▶ _LIST OF TASKS_
1. In the commentary on the Wall Street overhaul, what did neither the Obama administration nor Congress opt to do?
2. Pick up the commentary on the Wall Street overhaul after its final sentence and carry it forward by one paragraph.

··· EXTRACTED TEXT ···

"Obama Signs Sweeping Wall Street Overhaul into Law"
And to that, Robert Reich, Public Enemy, me, and others say, simply, "Don't believe the hype." Jeff Madrick, you wanted to weigh in?
The financial reregulation package just passed by Congress is far from a comprehensive reform of American finance. Despite the enormous threat to the world’s financial markets created by the failure of Lehman Brothers and the stunning excesses of insurance giant AIG and banking conglomerate Citigroup, the reforms are in truth modest. Neither the Obama administration nor Congress opted to cut banks down to size, and the bill is only placing mild limits on risky banking activities. The giant financial institutions, meanwhile, are as big—even bigger—than ever and bankers’ compensation is once again at stunning levels.Avoid controversy. Always the Obama way. And, of course, always the wrong way. Obama never presented himself as the most liberal candidate in 2008, and he never positioned himself as a firebrand who would rise to the level of zealous advocacy needed to counterattack the lunatic conservatives who make Glenn Beck popular. However, he did campaign as a change agent, promising that, if nothing else, common sense and good governance would return to Washington. Rather than allowing special interests to control the nation, and rather than standing down when confronted by inertia and systemic difficulty, Obama was going to challenge the orthodoxy in the name of progress.

··· STORED DATA ···

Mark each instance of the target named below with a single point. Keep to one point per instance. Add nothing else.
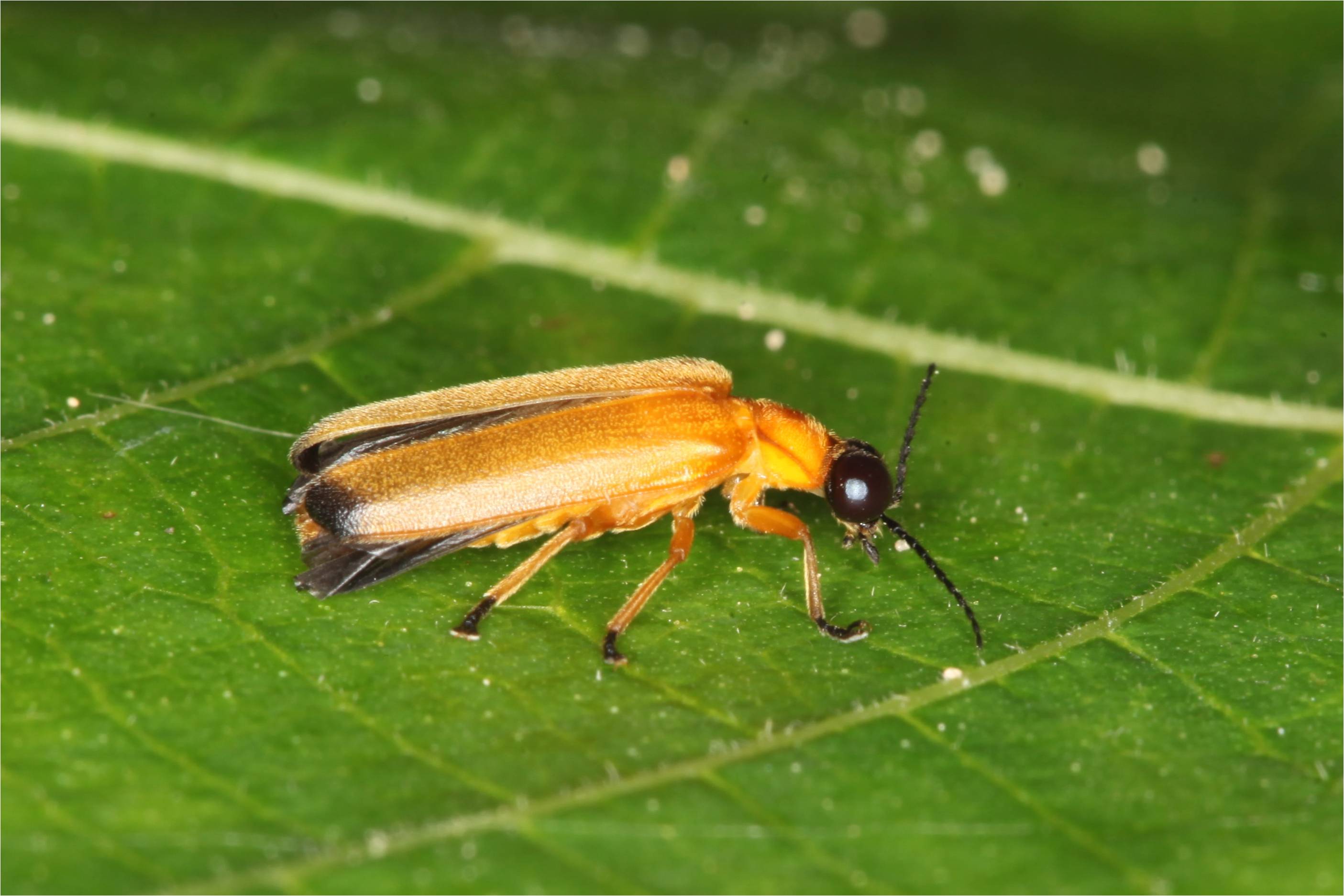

···

▶ _RESPONSES FOR EACH TASK_
1. Cut banks down to size.

2.
But the problem with the legislation is not merely its small scale. It is the way it is supposed to be implemented: to avoid controversy and get the bill passed, congressional reformers foisted the responsibility for setting most of the specific, sticky rules on federal regulators at the Fed, the Securities and Exchange Commission, and elsewhere, who are to make them over the next year or two. These are, for the most part, the same regulators who failed to stop the speculative excesses and ensuing credit crisis of 2008. While they now have a few more tools at their disposal, their already substantial tool box was barely touched in the years leading up to the housing and credit crash and severe recession. Will it be different next time?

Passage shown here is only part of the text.